__Problèmes à résoudre__.
[1] Dans l'extrait sur la stratégie de Daech, à quoi le document compare-t-il « la dimension médiatique » du combat ?
[2] Reprenez, dans l'extrait sur la stratégie de Daech, tout le passage allant de « Il préconise notamment » jusqu'à « faut prendre soin. », en substituant « assaut » à « harcèlement ».

__Extrait du texte__.
-=-=-

L’hebdomadaire français « L’Obs », qui y consacre un très instructif article, indique que Daech s’est approprié ce document. Celui-ci, très en avance sur l’actualité de l’époque, sert aujourd’hui de « feuille de route » au responsables de l’Etat islamique. Abu Bakr Naji développe en effet dans son livre le concept de « territorialisation » du djihadisme, donc de l’édification d’un califat. Mais surtout, il décrit avec un luxe de précisions les étapes à suivre et les méthodes à employer pour atteindre ce but.
Il préconise notamment « l’épuisement et la démoralisation » de l’ennemi en répandant dans le cœur de celui-ci « une terreur qui n’aura pas de fin ». Le combat prendra la forme d’un harcèlement continu et intégrera une montée en puissance de la violence. Le document insiste tout particulièrement sur l’usage de l’arme de la communication et il définit « la dimension médiatique » du combat comme « une colonne vertébrale » dont il faut prendre soin.
Abu Bakr Naji attire aussi l’attention sur l’exploitation par les djihadistes des divisions existant au sein des populations qu’ils veulent soumettre et sur la captation en priorité de la jeunesse. Dans la gestion des populations du califat, le document propose un traitement duel qui allie d’un côté, la fourniture de prestations sociales de qualité et de l’autre, l’application de châtiments traumatisants en cas de tentative de résistance. Les faits montrent que Daech applique systématiquement les préconisations de « l’Administration de la sauvagerie ». Dans les territoires qu’il occupe, les exécutions les plus barbares se sont enchaînées aussi bien sur les otages et les prisonniers militaires que sur les populations jugées récalcitrantes. Toujours avec la même volonté : en frappant d’effroi les esprits, les djihadistes sapent l’aptitude au combat des troupes régulières sommairement formées qui les affrontent et réduisent la résistance des populations mises sous occupation.

-=-=-

__Données fournies__.

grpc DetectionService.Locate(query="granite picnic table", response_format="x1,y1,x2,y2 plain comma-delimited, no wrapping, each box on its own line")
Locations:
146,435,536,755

-=-=-

__Réponses par consigne__.
[1] À « une colonne vertébrale » dont il faut prendre soin.

[2]
Il préconise notamment « l’épuisement et la démoralisation » de l’ennemi en répandant dans le cœur de celui-ci « une terreur qui n’aura pas de fin ». Le combat prendra la forme d’un assaut continu et intégrera une montée en puissance de la violence. Le document insiste tout particulièrement sur l’usage de l’arme de la communication et il définit « la dimension médiatique » du combat comme « une colonne vertébrale » dont il faut prendre soin.